Output as a JSON list of strings, one per line and leaving out blank lines, the rows starting with the line containing "the red baseball" and going on through the line containing "[(129, 280)]".

++++ GIVEN DATA

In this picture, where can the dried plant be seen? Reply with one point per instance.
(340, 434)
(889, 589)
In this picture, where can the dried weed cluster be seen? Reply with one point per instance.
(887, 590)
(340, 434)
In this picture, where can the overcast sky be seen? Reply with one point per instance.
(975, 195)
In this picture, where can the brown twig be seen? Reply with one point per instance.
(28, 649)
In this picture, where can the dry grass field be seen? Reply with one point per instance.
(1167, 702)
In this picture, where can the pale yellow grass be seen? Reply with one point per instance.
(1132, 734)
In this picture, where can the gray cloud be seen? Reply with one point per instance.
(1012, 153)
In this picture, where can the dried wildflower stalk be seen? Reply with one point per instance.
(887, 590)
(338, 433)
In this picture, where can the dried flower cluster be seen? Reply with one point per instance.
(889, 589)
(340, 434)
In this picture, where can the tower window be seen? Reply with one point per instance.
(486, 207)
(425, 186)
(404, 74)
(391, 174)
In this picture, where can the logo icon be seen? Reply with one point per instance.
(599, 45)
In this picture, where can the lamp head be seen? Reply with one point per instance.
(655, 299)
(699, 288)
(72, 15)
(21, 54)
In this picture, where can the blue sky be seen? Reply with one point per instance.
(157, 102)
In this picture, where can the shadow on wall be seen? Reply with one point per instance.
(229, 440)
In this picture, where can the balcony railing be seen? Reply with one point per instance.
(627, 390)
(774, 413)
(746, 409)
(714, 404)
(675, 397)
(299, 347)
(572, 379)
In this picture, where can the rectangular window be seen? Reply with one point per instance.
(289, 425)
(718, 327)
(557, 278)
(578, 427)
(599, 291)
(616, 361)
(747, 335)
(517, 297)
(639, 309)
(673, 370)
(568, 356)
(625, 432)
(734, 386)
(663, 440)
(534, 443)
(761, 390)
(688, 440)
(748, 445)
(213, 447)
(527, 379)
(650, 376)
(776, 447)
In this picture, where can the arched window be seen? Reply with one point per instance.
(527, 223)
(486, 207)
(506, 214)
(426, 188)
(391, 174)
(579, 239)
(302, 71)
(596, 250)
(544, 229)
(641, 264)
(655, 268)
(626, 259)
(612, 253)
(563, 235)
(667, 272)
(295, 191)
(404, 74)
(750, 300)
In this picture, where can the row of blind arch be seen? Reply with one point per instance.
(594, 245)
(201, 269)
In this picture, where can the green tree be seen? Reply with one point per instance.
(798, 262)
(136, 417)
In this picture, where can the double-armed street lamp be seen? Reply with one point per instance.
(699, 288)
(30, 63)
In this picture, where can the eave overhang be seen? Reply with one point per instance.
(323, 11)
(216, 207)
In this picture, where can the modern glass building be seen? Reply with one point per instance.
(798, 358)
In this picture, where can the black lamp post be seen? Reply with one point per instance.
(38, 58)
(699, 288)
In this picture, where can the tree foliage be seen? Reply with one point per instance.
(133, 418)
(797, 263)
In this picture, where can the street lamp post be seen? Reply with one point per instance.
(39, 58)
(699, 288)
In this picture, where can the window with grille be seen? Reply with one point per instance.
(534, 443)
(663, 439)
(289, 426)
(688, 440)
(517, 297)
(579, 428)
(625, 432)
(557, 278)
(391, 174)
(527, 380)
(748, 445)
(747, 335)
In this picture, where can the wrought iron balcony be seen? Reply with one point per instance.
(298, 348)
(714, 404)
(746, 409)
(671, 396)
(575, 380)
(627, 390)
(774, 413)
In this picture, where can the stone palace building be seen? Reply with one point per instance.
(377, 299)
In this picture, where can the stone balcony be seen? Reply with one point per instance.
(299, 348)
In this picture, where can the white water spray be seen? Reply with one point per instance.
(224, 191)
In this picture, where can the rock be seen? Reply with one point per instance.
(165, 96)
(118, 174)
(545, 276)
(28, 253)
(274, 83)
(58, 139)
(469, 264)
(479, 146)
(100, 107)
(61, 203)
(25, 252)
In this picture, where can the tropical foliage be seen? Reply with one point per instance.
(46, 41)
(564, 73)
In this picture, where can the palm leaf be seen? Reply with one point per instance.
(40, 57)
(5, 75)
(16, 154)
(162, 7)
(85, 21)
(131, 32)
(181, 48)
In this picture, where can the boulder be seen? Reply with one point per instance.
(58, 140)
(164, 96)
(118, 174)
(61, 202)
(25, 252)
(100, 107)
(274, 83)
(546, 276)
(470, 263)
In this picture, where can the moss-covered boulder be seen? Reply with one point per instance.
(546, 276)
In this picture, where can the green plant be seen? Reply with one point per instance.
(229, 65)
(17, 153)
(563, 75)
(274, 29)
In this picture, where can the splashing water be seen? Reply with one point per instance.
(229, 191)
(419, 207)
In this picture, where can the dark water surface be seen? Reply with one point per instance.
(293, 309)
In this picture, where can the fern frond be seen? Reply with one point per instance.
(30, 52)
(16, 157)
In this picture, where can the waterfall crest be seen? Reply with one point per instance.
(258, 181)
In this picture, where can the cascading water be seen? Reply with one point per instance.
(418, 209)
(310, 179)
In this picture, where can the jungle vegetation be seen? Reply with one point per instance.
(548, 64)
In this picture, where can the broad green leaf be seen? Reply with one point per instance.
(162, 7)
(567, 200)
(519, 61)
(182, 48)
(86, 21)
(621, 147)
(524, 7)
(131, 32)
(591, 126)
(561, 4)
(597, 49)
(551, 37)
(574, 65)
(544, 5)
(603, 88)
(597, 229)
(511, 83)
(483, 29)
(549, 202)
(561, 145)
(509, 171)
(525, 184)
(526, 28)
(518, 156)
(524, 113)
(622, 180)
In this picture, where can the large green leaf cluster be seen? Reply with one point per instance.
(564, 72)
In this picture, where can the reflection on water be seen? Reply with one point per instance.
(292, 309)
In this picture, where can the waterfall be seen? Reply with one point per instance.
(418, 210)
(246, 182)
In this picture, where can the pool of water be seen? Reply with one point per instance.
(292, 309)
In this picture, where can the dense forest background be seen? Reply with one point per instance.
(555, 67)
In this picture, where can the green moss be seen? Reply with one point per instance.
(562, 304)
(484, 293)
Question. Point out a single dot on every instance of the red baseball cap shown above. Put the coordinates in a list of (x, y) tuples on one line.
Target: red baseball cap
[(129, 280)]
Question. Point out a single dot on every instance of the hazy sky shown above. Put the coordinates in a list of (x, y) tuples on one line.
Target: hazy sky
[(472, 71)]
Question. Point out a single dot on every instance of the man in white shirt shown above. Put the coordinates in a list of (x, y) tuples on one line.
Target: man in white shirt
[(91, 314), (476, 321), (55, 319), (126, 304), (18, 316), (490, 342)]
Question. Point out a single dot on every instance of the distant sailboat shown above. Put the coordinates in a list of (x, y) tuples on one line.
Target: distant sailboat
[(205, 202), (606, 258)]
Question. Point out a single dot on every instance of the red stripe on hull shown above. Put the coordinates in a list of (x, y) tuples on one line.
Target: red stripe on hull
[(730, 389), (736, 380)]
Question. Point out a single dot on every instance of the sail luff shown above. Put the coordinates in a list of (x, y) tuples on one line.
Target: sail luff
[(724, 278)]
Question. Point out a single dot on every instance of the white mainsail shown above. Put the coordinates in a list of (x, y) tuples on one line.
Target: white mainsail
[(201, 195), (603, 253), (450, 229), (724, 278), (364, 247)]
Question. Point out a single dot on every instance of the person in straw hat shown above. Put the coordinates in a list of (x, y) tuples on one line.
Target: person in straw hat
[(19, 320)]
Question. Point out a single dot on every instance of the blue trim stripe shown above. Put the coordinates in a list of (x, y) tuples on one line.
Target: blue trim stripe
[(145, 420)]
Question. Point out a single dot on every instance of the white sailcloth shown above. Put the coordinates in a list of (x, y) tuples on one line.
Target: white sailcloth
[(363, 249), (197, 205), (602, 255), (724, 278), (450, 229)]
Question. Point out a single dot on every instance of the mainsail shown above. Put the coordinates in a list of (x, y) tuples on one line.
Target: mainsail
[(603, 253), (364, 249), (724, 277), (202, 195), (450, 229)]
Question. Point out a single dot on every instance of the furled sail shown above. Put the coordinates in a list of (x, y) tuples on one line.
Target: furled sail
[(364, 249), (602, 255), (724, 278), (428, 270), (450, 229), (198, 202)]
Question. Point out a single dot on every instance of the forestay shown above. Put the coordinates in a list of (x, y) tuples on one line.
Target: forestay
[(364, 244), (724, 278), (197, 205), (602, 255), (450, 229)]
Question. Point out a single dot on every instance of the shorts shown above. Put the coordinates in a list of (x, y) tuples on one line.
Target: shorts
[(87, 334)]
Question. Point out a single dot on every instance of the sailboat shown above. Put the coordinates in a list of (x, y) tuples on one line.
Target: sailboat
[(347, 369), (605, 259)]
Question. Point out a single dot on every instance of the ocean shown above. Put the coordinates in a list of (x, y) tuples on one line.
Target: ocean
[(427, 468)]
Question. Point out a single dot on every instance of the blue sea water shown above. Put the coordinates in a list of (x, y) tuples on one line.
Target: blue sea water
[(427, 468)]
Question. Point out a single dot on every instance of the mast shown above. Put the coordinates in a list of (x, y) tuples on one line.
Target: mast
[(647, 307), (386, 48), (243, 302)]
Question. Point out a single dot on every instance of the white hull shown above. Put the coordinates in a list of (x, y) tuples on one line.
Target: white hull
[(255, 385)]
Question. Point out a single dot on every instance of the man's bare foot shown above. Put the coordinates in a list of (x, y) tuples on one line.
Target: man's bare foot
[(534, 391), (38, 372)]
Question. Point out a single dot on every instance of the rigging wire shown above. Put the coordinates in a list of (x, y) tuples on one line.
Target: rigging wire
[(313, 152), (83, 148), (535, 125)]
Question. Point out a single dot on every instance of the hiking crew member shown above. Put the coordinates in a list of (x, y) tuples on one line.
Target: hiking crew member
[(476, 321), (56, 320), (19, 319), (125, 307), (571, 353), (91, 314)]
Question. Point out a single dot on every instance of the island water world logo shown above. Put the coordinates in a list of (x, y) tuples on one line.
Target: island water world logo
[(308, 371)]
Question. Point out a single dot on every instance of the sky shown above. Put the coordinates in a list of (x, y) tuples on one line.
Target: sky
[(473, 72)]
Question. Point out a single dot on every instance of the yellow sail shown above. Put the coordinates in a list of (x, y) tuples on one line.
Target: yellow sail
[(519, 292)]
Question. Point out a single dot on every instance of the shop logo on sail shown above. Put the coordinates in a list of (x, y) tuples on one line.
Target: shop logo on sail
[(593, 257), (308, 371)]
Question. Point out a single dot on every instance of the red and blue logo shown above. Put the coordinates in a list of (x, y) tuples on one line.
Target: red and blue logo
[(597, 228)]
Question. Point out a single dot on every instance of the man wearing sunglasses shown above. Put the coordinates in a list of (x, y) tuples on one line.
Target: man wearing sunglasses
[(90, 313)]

++++++++

> ANSWER TO THE PROBLEM
[
  "Question. Point out a single dot on every instance of the red baseball cap shown above. Put the coordinates in a list of (x, y) tuples on one line.",
  "Target: red baseball cap",
  "[(129, 280)]"
]